Input data.
BEGIN

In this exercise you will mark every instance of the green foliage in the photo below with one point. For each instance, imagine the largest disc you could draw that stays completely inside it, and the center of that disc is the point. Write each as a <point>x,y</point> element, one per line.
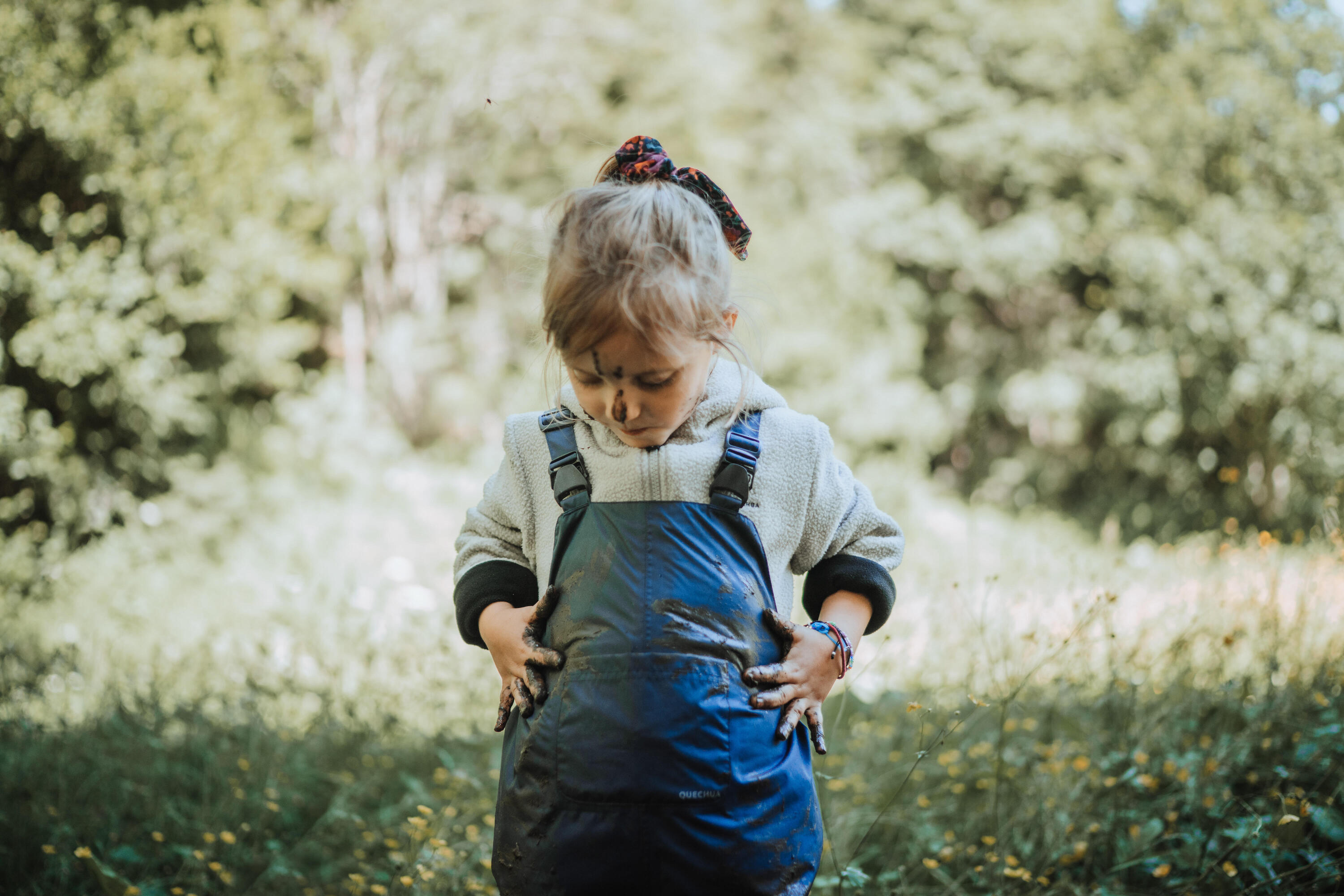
<point>189,801</point>
<point>1061,792</point>
<point>1133,790</point>
<point>159,257</point>
<point>1123,241</point>
<point>1066,258</point>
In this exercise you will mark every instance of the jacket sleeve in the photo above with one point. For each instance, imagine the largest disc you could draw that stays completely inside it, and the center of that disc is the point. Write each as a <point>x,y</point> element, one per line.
<point>491,562</point>
<point>849,544</point>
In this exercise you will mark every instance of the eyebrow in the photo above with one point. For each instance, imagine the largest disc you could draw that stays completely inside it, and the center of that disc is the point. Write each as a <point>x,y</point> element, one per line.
<point>648,373</point>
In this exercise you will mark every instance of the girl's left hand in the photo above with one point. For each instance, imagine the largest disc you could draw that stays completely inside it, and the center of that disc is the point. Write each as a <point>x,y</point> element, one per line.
<point>801,681</point>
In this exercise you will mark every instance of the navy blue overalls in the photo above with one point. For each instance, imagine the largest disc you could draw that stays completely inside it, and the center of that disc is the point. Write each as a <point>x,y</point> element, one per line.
<point>647,770</point>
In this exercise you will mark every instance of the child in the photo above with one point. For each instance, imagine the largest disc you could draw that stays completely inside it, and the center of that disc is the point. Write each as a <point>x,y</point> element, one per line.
<point>664,504</point>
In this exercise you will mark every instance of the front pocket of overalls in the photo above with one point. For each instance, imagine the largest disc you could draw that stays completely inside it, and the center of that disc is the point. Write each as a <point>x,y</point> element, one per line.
<point>644,728</point>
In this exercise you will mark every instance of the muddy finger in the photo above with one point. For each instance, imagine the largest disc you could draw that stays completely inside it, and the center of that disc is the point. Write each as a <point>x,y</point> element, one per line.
<point>525,698</point>
<point>506,707</point>
<point>819,737</point>
<point>545,607</point>
<point>791,719</point>
<point>545,657</point>
<point>775,698</point>
<point>535,683</point>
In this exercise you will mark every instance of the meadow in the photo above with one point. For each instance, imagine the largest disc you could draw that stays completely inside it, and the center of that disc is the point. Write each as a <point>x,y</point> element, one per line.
<point>1043,712</point>
<point>1061,276</point>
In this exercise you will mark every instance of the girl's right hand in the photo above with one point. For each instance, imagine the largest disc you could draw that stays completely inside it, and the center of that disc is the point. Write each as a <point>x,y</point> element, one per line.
<point>514,637</point>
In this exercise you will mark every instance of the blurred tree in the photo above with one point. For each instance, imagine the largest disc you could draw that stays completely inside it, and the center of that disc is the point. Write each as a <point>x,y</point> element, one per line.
<point>160,264</point>
<point>1123,237</point>
<point>1057,253</point>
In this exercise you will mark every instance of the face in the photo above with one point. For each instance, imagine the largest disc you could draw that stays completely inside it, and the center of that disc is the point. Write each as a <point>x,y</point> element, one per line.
<point>640,394</point>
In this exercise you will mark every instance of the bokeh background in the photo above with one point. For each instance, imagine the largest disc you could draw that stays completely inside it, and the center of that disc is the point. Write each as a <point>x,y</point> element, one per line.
<point>1064,279</point>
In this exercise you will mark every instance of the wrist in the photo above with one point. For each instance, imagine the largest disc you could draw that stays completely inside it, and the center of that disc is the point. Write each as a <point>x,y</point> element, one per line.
<point>491,620</point>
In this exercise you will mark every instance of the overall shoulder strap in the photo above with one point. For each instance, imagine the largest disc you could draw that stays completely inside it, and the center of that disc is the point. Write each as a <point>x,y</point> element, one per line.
<point>569,476</point>
<point>737,470</point>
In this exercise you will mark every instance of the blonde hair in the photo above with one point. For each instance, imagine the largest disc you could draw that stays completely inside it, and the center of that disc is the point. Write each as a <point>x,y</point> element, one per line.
<point>647,257</point>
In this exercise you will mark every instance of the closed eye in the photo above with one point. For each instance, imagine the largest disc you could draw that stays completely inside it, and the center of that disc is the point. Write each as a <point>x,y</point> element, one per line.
<point>652,385</point>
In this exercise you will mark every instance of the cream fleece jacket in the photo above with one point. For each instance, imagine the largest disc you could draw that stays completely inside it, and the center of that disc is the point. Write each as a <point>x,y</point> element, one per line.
<point>812,515</point>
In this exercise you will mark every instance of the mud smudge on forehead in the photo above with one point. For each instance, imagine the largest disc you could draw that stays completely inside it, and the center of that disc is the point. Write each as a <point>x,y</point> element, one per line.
<point>699,630</point>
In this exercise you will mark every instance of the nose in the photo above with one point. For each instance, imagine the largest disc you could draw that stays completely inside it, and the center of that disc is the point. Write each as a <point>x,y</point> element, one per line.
<point>621,406</point>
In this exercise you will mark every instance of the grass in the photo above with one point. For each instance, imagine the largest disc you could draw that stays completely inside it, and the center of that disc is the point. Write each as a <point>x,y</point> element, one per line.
<point>267,695</point>
<point>1232,790</point>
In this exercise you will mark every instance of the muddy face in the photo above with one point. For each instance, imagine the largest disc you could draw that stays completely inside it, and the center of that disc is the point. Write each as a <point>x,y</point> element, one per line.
<point>640,393</point>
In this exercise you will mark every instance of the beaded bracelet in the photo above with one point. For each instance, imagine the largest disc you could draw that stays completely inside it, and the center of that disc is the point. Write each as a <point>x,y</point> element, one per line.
<point>840,641</point>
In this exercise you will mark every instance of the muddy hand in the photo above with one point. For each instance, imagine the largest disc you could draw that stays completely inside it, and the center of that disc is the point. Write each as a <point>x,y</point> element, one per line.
<point>519,656</point>
<point>800,681</point>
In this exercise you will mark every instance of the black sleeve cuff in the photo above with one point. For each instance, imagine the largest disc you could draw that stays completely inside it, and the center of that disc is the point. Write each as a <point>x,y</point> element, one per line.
<point>487,583</point>
<point>847,573</point>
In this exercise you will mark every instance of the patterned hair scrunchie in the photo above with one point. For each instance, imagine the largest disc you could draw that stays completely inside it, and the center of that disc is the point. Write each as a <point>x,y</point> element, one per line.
<point>643,159</point>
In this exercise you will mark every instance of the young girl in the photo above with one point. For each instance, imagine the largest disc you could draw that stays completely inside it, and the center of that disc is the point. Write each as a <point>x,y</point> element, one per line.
<point>654,685</point>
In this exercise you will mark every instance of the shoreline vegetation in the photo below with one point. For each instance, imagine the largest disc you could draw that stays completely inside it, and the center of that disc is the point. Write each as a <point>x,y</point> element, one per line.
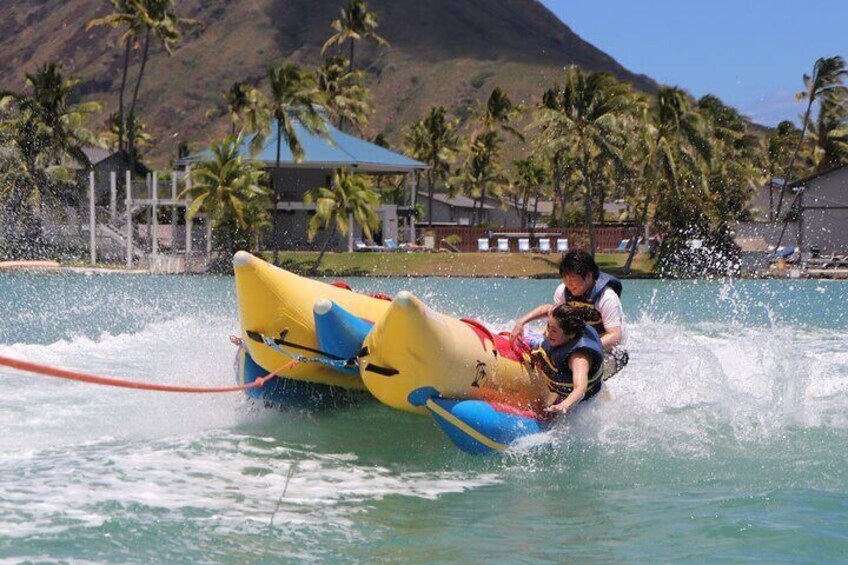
<point>399,264</point>
<point>588,147</point>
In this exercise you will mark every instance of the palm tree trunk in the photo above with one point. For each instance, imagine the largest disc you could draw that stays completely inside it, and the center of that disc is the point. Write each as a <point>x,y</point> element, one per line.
<point>587,201</point>
<point>131,116</point>
<point>121,123</point>
<point>558,192</point>
<point>276,198</point>
<point>535,215</point>
<point>332,234</point>
<point>792,161</point>
<point>430,182</point>
<point>628,264</point>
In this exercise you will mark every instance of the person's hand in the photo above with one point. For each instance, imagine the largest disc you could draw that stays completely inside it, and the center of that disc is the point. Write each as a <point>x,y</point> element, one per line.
<point>517,331</point>
<point>556,409</point>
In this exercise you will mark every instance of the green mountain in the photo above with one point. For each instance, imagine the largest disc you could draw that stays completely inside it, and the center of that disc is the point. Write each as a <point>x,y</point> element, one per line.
<point>448,52</point>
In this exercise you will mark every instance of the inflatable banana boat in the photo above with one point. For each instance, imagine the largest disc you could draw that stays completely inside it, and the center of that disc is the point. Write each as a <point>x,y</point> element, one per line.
<point>329,345</point>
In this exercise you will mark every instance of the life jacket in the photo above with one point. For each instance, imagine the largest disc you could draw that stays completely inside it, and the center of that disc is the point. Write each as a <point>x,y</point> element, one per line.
<point>589,301</point>
<point>552,362</point>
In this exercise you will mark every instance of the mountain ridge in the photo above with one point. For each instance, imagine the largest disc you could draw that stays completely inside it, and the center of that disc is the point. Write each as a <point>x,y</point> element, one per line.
<point>446,52</point>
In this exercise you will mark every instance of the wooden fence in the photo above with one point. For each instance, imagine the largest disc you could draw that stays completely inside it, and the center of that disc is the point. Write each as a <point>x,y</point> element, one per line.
<point>606,238</point>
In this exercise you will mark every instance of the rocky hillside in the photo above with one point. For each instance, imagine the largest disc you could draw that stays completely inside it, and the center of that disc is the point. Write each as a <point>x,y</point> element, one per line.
<point>449,52</point>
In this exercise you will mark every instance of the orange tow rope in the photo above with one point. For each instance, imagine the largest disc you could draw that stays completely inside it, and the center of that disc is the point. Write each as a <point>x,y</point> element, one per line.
<point>108,381</point>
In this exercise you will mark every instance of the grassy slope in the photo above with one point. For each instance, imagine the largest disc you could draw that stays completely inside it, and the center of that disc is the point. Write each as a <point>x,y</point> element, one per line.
<point>420,264</point>
<point>446,52</point>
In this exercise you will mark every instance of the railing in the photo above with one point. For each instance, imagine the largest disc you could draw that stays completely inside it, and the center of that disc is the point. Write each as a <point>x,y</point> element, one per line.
<point>606,238</point>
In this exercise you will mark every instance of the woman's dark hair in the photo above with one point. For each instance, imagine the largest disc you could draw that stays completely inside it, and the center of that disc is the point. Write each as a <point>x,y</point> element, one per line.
<point>569,319</point>
<point>578,262</point>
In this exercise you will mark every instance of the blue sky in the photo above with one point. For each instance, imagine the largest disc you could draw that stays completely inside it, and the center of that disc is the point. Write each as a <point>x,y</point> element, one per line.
<point>750,53</point>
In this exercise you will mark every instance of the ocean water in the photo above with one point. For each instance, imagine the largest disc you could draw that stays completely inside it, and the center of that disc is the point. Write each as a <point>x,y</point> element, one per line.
<point>724,440</point>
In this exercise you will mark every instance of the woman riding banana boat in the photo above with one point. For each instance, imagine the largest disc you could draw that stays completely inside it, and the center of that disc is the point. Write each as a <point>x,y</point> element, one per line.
<point>325,343</point>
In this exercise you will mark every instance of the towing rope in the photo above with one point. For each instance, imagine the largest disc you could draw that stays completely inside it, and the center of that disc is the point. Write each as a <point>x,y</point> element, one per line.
<point>48,371</point>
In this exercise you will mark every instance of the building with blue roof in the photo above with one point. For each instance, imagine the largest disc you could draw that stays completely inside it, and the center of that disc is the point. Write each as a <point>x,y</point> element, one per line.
<point>324,154</point>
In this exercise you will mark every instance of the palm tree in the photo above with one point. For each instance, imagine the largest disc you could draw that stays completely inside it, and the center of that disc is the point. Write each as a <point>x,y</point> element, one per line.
<point>530,179</point>
<point>824,84</point>
<point>779,144</point>
<point>47,126</point>
<point>479,175</point>
<point>158,19</point>
<point>126,15</point>
<point>588,113</point>
<point>830,131</point>
<point>229,190</point>
<point>674,143</point>
<point>238,100</point>
<point>346,97</point>
<point>41,127</point>
<point>349,198</point>
<point>434,141</point>
<point>294,99</point>
<point>356,23</point>
<point>500,112</point>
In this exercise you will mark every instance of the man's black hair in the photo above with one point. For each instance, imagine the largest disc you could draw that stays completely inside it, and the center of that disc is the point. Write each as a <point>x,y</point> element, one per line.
<point>569,319</point>
<point>578,262</point>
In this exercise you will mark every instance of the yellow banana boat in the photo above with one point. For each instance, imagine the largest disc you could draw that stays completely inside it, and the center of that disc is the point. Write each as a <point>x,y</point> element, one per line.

END

Exercise aim. Starting at the line that contains "In this exercise you will mark every instance of the black" and stopping after the line that contains "<point>643,159</point>", render those lines as a JSON list of strings with one string per line, leaving out any blank lines.

Finished exercise.
[
  "In this exercise you will mark every instance of the black sleeve cuff in the photo above with one point. For each instance, imagine the largest disc you could draw that stays completely inside it, and the center of that disc is the point. Write each as a <point>x,y</point> element, one per line.",
  "<point>487,583</point>",
  "<point>847,573</point>",
  "In this exercise you will mark every instance of the patterned hair scrunchie in the photo above with one point. For each instance, imagine the largest disc you could draw that stays completely inside it, and the center of that disc is the point. Write each as a <point>x,y</point> element, one per line.",
  "<point>643,159</point>"
]